(Activity): Every line below that has the string "pool" needs to be copied.

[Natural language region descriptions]
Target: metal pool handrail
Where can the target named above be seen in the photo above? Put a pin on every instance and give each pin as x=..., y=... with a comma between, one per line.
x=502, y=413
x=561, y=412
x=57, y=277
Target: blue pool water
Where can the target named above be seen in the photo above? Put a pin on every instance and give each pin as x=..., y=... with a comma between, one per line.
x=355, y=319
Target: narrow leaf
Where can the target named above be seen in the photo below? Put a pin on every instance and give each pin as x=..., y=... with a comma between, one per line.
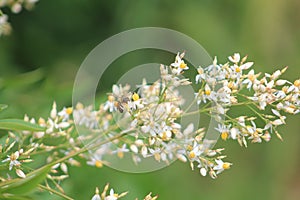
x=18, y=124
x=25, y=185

(Answer below):
Target: metal pool handrail
Target: blue pool water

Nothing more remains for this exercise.